- **Brief**:
From the data that follows, copy every line with the string "TARGET".

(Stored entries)
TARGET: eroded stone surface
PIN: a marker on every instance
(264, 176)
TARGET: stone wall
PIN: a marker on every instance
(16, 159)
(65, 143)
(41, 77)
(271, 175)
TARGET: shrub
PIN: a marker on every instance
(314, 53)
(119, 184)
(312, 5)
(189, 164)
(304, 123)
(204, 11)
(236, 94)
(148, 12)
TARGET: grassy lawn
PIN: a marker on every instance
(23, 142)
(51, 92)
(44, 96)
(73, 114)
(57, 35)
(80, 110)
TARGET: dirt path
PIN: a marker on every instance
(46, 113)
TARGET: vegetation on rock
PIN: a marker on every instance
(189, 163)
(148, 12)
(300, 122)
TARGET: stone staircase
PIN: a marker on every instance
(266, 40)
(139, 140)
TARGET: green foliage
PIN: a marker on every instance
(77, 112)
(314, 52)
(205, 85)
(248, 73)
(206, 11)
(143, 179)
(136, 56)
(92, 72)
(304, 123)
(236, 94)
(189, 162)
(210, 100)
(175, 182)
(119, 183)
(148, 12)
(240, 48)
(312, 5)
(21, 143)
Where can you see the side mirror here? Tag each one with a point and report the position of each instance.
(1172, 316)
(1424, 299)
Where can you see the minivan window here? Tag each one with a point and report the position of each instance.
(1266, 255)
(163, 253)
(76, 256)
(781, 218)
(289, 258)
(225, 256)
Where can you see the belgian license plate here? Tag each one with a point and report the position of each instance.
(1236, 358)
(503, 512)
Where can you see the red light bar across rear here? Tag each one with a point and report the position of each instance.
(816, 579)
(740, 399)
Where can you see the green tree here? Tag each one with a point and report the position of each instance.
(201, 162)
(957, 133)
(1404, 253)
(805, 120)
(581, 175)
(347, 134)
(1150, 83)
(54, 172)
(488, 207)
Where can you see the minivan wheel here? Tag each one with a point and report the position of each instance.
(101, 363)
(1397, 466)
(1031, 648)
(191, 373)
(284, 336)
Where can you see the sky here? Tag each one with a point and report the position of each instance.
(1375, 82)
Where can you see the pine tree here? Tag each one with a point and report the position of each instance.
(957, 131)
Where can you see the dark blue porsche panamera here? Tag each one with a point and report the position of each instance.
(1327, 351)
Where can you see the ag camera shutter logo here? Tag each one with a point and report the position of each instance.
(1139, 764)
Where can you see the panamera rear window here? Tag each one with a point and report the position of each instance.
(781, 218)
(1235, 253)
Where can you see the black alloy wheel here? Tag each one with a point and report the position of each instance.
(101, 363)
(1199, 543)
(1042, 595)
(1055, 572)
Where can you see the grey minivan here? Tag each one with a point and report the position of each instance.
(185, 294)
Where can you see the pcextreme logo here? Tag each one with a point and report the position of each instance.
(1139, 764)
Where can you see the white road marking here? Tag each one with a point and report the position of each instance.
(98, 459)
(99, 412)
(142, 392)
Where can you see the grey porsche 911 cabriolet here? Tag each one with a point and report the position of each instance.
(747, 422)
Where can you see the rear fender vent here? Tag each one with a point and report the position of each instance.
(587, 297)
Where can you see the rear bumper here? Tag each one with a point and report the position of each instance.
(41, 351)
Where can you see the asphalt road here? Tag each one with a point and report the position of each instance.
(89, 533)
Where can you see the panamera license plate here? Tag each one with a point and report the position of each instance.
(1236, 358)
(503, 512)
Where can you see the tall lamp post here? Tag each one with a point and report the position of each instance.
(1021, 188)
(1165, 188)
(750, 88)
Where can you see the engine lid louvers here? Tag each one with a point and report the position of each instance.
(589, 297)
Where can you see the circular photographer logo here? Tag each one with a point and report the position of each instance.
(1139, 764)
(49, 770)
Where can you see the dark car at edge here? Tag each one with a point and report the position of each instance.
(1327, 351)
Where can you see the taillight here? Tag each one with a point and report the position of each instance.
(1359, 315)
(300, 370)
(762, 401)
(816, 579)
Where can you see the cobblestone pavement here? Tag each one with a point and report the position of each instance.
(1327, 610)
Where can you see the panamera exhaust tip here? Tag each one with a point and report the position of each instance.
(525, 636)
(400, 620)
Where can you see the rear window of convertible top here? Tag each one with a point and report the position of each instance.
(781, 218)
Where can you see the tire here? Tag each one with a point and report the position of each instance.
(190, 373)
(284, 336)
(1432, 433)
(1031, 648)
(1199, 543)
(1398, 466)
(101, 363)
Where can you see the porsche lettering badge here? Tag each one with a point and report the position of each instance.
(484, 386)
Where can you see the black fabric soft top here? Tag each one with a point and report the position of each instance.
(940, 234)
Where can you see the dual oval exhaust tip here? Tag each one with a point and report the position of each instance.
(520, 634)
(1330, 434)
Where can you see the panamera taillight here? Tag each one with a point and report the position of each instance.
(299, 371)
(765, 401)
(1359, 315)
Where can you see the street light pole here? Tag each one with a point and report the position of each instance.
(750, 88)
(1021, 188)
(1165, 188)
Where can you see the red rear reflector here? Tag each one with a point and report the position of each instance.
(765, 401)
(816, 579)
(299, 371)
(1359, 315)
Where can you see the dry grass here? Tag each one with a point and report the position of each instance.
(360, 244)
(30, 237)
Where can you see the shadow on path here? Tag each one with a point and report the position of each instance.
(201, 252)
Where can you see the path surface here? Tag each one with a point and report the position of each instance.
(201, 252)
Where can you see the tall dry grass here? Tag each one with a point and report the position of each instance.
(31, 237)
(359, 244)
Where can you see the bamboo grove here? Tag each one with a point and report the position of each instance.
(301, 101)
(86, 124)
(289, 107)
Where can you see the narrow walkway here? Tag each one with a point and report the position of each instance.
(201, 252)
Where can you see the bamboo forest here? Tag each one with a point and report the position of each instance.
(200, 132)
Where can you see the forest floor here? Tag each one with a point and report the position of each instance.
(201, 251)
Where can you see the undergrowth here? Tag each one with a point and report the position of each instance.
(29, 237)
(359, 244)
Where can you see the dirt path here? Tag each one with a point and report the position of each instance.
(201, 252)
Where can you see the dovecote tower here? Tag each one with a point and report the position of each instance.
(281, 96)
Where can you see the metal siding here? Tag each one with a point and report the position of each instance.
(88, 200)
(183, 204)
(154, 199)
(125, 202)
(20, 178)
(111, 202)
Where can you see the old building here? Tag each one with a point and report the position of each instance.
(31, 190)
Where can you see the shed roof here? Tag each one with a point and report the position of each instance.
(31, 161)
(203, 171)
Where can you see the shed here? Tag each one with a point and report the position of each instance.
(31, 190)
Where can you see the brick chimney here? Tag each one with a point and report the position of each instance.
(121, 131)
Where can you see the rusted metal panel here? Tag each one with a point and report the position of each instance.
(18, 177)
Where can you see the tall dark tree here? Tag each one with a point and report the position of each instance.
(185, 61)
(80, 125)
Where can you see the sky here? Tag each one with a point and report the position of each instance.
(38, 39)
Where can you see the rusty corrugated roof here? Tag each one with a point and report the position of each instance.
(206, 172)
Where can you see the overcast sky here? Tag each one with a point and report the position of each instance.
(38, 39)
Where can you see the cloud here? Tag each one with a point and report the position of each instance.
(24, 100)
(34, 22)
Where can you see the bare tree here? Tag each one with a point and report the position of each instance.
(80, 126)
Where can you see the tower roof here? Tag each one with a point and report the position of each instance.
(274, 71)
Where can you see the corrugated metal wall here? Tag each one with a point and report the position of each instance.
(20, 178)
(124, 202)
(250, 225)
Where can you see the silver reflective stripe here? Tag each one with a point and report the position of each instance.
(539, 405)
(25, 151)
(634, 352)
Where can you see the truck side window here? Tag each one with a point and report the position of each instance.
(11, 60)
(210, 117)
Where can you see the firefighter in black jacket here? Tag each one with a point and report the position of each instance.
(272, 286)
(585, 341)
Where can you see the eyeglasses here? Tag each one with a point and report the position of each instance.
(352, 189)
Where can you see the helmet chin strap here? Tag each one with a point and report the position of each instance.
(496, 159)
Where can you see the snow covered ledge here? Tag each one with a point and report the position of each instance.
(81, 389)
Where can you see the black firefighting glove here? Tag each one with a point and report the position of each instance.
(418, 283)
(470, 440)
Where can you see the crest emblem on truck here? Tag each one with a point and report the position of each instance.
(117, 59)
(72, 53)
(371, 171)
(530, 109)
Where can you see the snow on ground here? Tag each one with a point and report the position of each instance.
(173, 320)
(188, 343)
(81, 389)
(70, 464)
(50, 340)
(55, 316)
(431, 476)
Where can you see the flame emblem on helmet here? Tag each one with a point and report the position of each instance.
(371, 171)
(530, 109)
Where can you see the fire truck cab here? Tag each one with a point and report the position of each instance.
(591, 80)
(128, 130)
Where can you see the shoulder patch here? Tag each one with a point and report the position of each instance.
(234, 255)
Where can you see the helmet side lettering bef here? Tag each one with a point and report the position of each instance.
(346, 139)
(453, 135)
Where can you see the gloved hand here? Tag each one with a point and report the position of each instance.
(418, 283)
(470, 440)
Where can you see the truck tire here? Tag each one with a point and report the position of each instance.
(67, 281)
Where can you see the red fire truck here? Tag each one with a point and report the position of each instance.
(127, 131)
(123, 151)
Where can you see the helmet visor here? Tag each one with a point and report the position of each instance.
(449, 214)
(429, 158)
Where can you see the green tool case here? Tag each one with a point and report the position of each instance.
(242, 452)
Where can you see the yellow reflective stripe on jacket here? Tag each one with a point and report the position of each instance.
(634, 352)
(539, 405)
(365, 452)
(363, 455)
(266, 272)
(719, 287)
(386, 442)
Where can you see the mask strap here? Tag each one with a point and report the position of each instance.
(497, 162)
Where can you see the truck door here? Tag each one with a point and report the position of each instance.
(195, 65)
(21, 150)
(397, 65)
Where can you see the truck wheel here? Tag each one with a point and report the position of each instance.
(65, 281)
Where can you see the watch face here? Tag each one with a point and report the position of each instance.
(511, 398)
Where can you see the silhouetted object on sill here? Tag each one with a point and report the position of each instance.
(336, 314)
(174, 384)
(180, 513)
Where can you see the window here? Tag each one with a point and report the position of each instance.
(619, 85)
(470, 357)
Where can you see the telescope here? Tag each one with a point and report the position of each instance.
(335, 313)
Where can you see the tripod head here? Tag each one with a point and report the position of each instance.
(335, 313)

- **Result**:
TARGET: eroded stone surface
TARGET: stone wall
TARGET: shrub
TARGET: grassy lawn
TARGET: dirt path
TARGET: vegetation on rock
TARGET: stone staircase
TARGET: green foliage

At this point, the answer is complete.